(Excerpts from a segmentation dataset)
[Begin]
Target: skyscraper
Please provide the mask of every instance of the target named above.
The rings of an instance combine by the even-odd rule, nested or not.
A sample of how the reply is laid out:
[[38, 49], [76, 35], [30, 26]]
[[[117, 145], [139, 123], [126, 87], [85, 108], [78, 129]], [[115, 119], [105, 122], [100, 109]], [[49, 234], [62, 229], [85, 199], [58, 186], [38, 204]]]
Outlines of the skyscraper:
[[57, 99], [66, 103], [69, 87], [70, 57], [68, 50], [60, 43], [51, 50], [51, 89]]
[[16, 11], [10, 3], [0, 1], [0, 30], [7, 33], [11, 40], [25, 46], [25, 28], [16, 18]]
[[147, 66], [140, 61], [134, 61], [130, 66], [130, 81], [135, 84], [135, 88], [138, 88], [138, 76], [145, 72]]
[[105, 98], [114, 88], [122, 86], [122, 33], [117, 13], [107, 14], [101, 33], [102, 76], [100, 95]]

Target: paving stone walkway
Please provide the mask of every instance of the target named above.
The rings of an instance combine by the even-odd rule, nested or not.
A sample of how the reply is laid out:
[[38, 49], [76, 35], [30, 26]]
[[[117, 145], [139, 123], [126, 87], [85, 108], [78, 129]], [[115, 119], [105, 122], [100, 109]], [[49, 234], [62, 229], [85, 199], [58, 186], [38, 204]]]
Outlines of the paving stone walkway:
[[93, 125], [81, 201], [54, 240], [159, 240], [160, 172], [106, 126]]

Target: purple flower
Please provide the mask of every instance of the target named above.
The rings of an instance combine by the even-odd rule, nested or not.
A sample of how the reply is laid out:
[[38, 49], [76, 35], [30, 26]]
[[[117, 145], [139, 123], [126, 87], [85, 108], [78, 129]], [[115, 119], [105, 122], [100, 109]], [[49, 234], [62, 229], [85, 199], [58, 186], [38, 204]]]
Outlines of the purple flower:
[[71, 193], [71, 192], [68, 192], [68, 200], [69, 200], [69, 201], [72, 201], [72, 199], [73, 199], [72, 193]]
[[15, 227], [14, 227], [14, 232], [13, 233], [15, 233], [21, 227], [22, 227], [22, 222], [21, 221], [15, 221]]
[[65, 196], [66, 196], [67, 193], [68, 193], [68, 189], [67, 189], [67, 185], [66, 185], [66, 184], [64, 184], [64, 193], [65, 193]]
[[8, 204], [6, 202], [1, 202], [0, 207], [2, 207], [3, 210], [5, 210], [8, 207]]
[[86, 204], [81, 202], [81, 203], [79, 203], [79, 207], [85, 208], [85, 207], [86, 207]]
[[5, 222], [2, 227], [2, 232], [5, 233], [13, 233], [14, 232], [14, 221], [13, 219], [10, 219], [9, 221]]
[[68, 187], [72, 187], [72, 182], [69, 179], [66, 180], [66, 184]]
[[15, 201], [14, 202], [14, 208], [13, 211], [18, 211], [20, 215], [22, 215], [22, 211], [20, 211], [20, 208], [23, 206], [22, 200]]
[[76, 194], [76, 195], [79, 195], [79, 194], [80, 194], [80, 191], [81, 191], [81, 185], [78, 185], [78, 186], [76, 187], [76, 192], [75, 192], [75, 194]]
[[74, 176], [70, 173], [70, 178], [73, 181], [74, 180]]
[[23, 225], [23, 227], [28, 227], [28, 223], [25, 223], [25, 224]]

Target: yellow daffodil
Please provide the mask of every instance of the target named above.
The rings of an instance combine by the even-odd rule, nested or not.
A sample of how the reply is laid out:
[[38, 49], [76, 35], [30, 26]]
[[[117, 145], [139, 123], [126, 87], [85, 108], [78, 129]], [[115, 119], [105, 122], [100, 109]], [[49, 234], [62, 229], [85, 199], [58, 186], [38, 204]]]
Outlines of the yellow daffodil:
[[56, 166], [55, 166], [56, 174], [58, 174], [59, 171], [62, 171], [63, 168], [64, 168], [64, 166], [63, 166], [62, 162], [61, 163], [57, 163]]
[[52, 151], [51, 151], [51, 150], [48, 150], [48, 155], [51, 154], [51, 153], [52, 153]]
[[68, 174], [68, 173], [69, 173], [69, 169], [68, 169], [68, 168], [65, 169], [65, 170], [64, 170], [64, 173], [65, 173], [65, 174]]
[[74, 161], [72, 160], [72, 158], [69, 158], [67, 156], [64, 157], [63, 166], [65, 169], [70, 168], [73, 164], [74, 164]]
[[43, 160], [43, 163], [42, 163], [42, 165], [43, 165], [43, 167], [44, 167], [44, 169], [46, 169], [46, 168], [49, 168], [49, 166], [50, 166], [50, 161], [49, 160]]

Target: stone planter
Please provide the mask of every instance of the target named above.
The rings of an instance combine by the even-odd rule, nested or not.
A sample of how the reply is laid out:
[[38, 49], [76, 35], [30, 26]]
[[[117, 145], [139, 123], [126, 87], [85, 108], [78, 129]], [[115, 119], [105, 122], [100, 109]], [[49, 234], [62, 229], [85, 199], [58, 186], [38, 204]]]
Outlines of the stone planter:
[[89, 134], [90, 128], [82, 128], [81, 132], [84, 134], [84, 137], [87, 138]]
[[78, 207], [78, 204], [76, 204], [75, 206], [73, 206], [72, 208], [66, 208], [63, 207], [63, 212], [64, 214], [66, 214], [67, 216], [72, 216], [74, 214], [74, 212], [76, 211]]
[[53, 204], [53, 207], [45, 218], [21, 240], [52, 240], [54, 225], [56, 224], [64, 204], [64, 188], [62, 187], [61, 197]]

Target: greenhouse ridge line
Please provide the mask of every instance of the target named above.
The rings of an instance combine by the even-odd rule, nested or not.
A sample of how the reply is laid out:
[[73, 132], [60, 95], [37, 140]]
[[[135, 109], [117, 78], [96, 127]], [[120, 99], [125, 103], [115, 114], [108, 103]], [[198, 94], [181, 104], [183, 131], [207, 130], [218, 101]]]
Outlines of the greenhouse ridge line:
[End]
* _WORK TO COMPLETE_:
Convert all the records above into a JSON list of strings, one string per line, leaving out blank lines.

* _SOLUTION BELOW_:
[
  "Target: skyscraper",
  "Please provide the mask of every instance of the target named above.",
  "The rings of an instance combine by the even-odd rule, nested or not.",
  "A sample of how the reply is laid out:",
  "[[38, 49], [76, 35], [30, 26]]",
  "[[[117, 145], [139, 123], [126, 87], [85, 108], [78, 129]], [[115, 119], [105, 122], [100, 109]], [[49, 234], [62, 229], [85, 199], [58, 186], [38, 204]]]",
  "Outlines of the skyscraper:",
  "[[57, 99], [66, 103], [69, 87], [70, 57], [68, 50], [60, 43], [51, 50], [51, 89]]",
  "[[16, 11], [10, 3], [0, 1], [0, 30], [7, 33], [11, 40], [25, 46], [25, 28], [16, 18]]",
  "[[147, 66], [140, 61], [134, 61], [130, 66], [130, 81], [135, 84], [135, 88], [138, 88], [138, 76], [145, 72]]",
  "[[105, 98], [114, 88], [122, 86], [122, 33], [117, 13], [107, 14], [101, 33], [102, 76], [100, 95]]",
  "Target: paving stone walkway",
  "Please provide the mask of every instance of the target named above.",
  "The rings of an instance combine by the even-odd rule, nested or not.",
  "A sample of how the reply is laid out:",
  "[[38, 49], [76, 35], [30, 26]]",
  "[[[117, 145], [139, 123], [126, 87], [85, 108], [78, 129]], [[115, 119], [105, 122], [100, 109]], [[49, 234], [62, 229], [85, 199], [58, 186], [38, 204]]]",
  "Outlines of the paving stone walkway:",
  "[[93, 125], [81, 201], [54, 240], [159, 240], [160, 172], [106, 126]]",
  "Target: purple flower",
  "Please provide the mask of every instance of the target named above.",
  "The rings of an instance combine by the even-odd rule, nested or not.",
  "A sample of how the reply is laid out:",
  "[[38, 49], [76, 35], [30, 26]]",
  "[[[117, 145], [139, 123], [126, 87], [85, 108], [78, 129]], [[115, 119], [105, 122], [100, 109]], [[49, 234], [62, 229], [85, 199], [58, 186], [38, 204]]]",
  "Outlines of the purple flower:",
  "[[71, 193], [71, 192], [68, 192], [68, 200], [69, 200], [69, 201], [72, 201], [72, 199], [73, 199], [72, 193]]",
  "[[15, 227], [14, 227], [14, 232], [13, 233], [15, 233], [21, 227], [22, 227], [22, 222], [21, 221], [15, 221]]",
  "[[65, 196], [66, 196], [67, 193], [68, 193], [68, 189], [67, 189], [67, 185], [66, 185], [66, 184], [64, 184], [64, 193], [65, 193]]",
  "[[8, 204], [6, 202], [1, 202], [0, 207], [2, 207], [3, 210], [5, 210], [8, 207]]",
  "[[86, 204], [81, 202], [81, 203], [79, 203], [79, 207], [85, 208], [85, 207], [86, 207]]",
  "[[5, 222], [2, 227], [2, 232], [5, 233], [13, 233], [14, 232], [14, 221], [13, 219], [10, 219], [9, 221]]",
  "[[68, 187], [72, 187], [72, 182], [69, 179], [66, 180], [66, 184]]",
  "[[15, 201], [14, 202], [14, 208], [13, 211], [18, 211], [20, 215], [22, 215], [22, 211], [20, 211], [20, 208], [23, 206], [22, 200]]",
  "[[76, 194], [76, 195], [79, 195], [79, 194], [80, 194], [80, 191], [81, 191], [81, 185], [78, 185], [78, 186], [76, 187], [76, 192], [75, 192], [75, 194]]",
  "[[74, 176], [70, 173], [70, 178], [73, 181], [74, 180]]",
  "[[23, 225], [23, 227], [28, 227], [28, 223], [25, 223], [25, 224]]",
  "Target: yellow daffodil",
  "Please provide the mask of every instance of the target named above.",
  "The rings of an instance combine by the even-odd rule, nested or not.",
  "A sample of how the reply is laid out:",
  "[[38, 49], [76, 35], [30, 26]]",
  "[[[117, 145], [139, 123], [126, 87], [85, 108], [78, 129]], [[115, 119], [105, 122], [100, 109]], [[49, 234], [62, 229], [85, 199], [58, 186], [38, 204]]]",
  "Outlines of the yellow daffodil:",
  "[[56, 166], [55, 166], [56, 174], [58, 174], [59, 171], [62, 171], [63, 168], [64, 168], [64, 166], [63, 166], [62, 162], [61, 163], [57, 163]]",
  "[[52, 151], [51, 151], [51, 150], [48, 150], [48, 155], [51, 154], [51, 153], [52, 153]]",
  "[[68, 174], [68, 173], [69, 173], [69, 169], [68, 169], [68, 168], [65, 169], [65, 170], [64, 170], [64, 173], [65, 173], [65, 174]]",
  "[[74, 161], [72, 160], [72, 158], [69, 158], [67, 156], [64, 157], [63, 166], [65, 169], [70, 168], [73, 164], [74, 164]]",
  "[[43, 160], [43, 163], [42, 163], [42, 165], [43, 165], [43, 167], [44, 167], [44, 169], [46, 169], [46, 168], [49, 168], [49, 166], [50, 166], [50, 161], [49, 160]]",
  "Target: stone planter",
  "Please provide the mask of every instance of the target named above.",
  "The rings of an instance combine by the even-odd rule, nested or not.",
  "A sample of how the reply is laid out:",
  "[[38, 49], [76, 35], [30, 26]]",
  "[[[117, 145], [139, 123], [126, 87], [85, 108], [78, 129]], [[115, 119], [105, 122], [100, 109]], [[49, 234], [62, 229], [85, 199], [58, 186], [38, 204]]]",
  "Outlines of the stone planter:",
  "[[89, 134], [90, 128], [82, 128], [81, 132], [84, 134], [84, 137], [87, 138]]",
  "[[78, 207], [78, 204], [76, 204], [75, 206], [73, 206], [72, 208], [66, 208], [63, 207], [63, 212], [64, 214], [66, 214], [67, 216], [72, 216], [74, 214], [74, 212], [76, 211]]",
  "[[53, 204], [53, 207], [45, 218], [21, 240], [52, 240], [54, 225], [56, 224], [64, 204], [64, 188], [62, 187], [61, 197]]",
  "Target: greenhouse ridge line",
  "Please provide the mask of every instance of the target named above.",
  "The rings of an instance combine by the even-odd rule, nested or not.",
  "A sample of how the reply is laid out:",
  "[[73, 132], [60, 95], [37, 140]]",
  "[[[135, 109], [117, 78], [96, 127]], [[120, 99], [125, 103], [115, 114], [108, 103]], [[198, 94], [181, 104], [183, 131], [207, 130], [218, 101]]]",
  "Outlines of the greenhouse ridge line:"
]